---------- DATA SHOWN

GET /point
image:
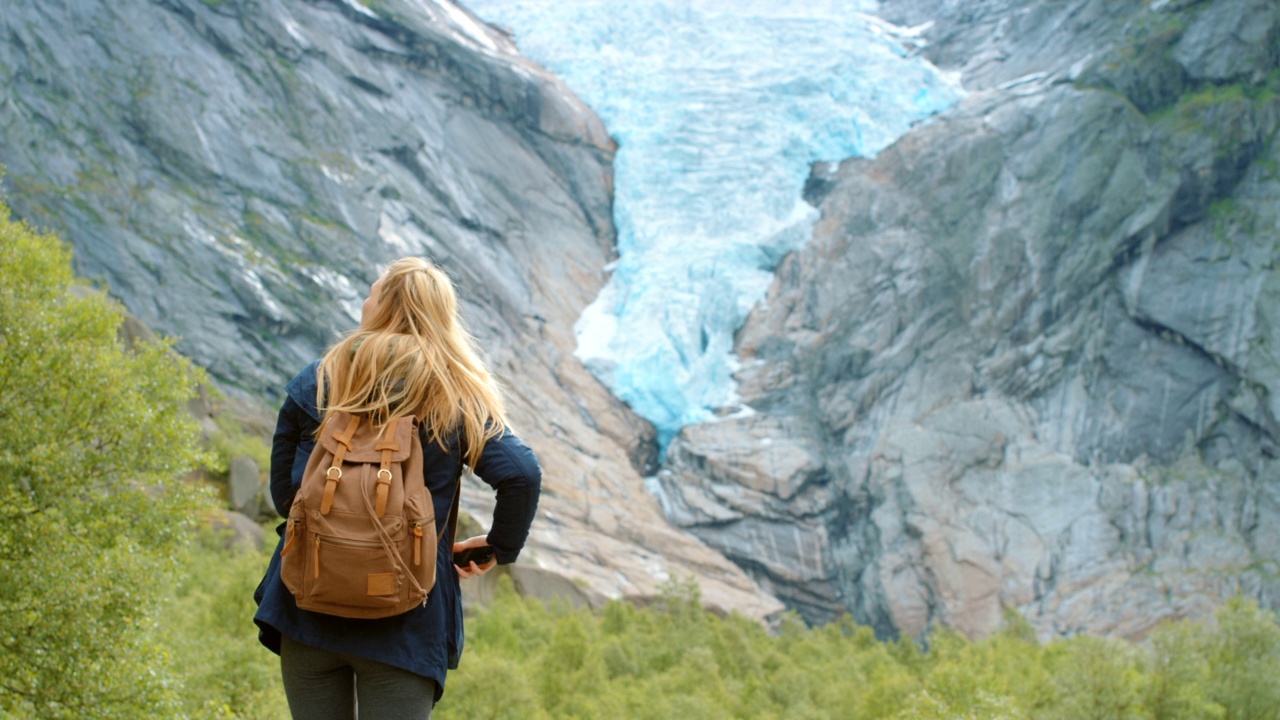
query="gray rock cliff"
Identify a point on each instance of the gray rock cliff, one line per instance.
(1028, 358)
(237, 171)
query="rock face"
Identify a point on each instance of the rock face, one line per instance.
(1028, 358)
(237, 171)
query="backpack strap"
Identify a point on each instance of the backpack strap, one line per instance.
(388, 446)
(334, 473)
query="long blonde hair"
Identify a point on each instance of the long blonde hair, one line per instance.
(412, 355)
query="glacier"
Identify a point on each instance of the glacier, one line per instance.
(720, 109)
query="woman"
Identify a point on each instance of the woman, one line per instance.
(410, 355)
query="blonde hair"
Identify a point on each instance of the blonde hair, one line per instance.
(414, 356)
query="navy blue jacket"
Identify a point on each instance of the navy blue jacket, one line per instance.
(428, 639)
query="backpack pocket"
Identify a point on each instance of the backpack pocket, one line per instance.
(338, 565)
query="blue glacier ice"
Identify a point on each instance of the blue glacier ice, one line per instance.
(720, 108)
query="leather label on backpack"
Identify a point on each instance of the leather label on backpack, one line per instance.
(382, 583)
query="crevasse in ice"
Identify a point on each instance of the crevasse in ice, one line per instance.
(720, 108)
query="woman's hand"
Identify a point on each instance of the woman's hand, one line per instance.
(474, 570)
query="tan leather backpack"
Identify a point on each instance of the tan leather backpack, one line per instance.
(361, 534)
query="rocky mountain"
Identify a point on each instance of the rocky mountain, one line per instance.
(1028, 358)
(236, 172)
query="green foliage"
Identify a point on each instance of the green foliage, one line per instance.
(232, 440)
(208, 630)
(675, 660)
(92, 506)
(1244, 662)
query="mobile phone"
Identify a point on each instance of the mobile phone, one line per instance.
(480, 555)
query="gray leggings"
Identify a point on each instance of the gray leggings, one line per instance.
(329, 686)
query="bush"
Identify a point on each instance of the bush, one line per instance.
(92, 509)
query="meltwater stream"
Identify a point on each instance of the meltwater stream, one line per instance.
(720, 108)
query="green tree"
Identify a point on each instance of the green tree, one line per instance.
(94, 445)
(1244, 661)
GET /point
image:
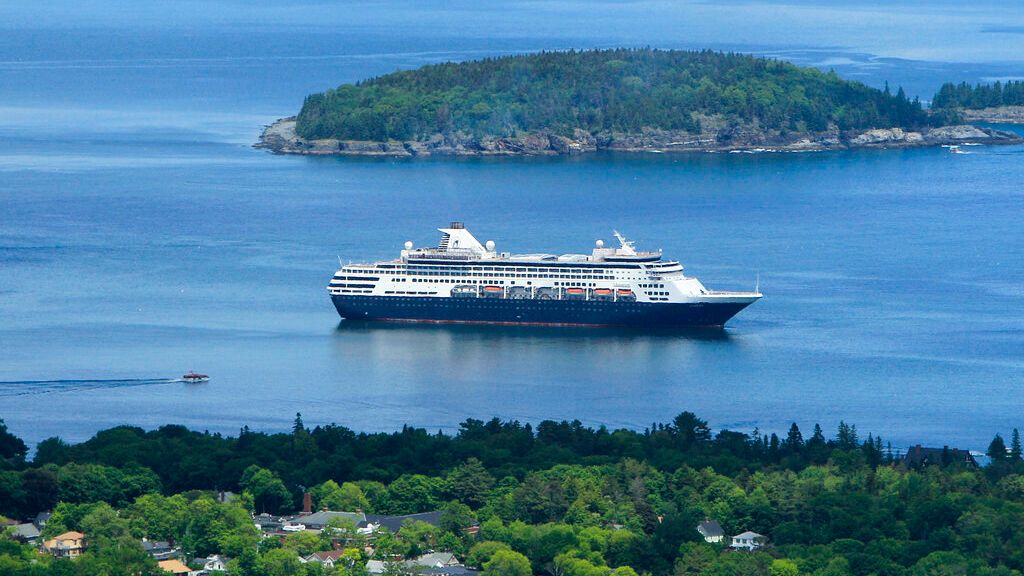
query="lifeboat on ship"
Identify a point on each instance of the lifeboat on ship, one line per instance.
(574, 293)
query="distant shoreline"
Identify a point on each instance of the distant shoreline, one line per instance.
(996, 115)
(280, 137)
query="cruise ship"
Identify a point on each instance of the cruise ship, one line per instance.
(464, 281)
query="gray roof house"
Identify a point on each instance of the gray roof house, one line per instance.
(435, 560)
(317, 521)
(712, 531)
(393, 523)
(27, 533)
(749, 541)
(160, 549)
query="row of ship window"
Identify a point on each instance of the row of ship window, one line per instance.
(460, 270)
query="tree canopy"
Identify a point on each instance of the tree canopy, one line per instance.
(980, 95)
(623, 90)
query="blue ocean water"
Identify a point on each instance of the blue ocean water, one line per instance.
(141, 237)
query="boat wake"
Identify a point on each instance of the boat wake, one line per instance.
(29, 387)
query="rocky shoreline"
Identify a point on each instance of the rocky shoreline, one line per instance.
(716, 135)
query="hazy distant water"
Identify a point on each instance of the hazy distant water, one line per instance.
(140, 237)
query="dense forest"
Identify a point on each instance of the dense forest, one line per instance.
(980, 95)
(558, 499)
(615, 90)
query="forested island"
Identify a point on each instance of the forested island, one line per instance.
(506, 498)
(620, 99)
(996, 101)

--------------------
---------- DATA SHOWN

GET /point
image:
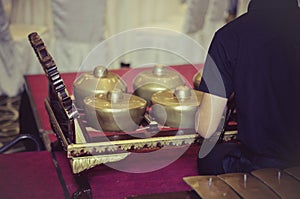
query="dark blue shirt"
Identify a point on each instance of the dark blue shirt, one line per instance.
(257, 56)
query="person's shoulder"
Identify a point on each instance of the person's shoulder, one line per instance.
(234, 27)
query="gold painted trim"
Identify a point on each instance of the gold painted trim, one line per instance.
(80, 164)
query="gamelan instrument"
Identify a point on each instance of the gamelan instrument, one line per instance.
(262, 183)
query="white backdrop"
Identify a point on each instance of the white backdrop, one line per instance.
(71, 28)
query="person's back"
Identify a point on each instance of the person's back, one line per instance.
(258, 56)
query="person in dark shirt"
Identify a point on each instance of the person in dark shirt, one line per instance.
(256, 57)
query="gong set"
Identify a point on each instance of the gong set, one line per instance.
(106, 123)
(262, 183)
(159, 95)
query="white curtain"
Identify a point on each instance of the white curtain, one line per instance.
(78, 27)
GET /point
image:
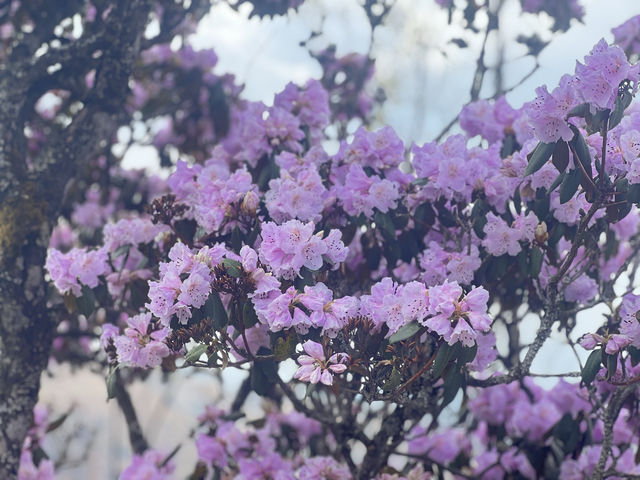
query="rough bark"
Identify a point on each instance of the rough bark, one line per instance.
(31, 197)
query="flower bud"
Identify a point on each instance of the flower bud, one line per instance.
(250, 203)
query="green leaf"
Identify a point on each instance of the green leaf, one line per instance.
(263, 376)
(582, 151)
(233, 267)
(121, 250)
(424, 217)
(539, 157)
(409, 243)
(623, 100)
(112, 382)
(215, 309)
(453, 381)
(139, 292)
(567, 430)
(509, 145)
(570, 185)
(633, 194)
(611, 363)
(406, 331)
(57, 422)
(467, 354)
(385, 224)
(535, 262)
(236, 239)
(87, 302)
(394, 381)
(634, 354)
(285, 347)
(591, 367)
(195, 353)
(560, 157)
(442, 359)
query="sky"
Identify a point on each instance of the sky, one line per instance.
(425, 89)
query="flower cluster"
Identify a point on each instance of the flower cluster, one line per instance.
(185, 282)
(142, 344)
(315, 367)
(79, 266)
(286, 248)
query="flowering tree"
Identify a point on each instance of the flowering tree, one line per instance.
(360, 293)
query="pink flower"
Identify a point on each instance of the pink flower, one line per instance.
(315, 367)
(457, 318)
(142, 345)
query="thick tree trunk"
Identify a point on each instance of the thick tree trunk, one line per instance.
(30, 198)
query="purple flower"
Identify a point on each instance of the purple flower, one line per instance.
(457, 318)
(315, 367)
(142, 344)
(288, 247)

--------------------
---------- DATA SHOWN

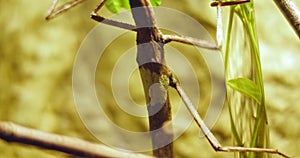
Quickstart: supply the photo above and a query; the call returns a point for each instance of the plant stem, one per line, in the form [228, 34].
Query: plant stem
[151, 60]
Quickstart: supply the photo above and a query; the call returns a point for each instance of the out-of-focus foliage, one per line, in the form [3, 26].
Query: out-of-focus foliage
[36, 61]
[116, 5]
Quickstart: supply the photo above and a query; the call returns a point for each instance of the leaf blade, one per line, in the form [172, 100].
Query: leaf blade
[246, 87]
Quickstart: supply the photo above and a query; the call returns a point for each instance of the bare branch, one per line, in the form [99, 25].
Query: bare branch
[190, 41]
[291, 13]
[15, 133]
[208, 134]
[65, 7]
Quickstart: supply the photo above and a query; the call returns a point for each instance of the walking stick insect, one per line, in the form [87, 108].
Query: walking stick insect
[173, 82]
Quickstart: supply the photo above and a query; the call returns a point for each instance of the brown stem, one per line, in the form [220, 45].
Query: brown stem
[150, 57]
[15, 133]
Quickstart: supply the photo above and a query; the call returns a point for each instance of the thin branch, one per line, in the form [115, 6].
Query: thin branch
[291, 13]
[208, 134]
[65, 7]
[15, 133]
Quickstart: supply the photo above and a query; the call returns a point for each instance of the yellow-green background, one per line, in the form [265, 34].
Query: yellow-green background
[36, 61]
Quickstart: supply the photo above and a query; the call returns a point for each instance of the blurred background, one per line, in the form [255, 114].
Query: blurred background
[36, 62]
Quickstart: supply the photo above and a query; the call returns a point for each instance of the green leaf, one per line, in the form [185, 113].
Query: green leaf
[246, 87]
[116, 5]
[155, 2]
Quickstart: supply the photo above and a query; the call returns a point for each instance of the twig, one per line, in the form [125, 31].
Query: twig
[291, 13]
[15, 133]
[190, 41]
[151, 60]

--------------------

TASK OBJECTIVE: Return only those lines of the records that contain the string "photo".

SOLUTION:
Quickstart: supply the photo above and a query; the call returns a point for each instance of the plant stem, one per line, in the form [228, 34].
Quickstart: supply the photo above and a query; the call returns a point for each instance of the out-of-focus foliage, one per line, in the form [3, 26].
Quickstart: supply the photo above and a query; the call returns a point for each instance of the leaf blade, one per line, in the form [172, 100].
Quickstart: supply the photo above and a query; the call returns a point for each instance of the bare branch, one per line, in the form [99, 25].
Quickstart: supply the photo above and a query; the call returns a point for each instance of the walking stick insect, one per line, in the form [87, 108].
Quickstart: supply the photo above and a query; the call returns a point for each instance of the brown stem, one per line, in the form [220, 45].
Quickstart: supply the photo above and a query; the call returns a point for each instance of the thin branch, one per line, in the form [115, 6].
Quickstart: supply the photo above and a query; the call returns a point for each instance of the yellow-green background, one per line, in the form [265, 34].
Quickstart: supply the photo above and a query; the call returns a point for each instance of the blurred background, one per line, in the form [255, 114].
Quickstart: supply the photo above and a query; the call returns a point for each instance of the green leaf, one per line, in the form [185, 113].
Quickstart: supply the photo above and a query; the call returns a point for each instance of the twig, one per line, in the form [125, 31].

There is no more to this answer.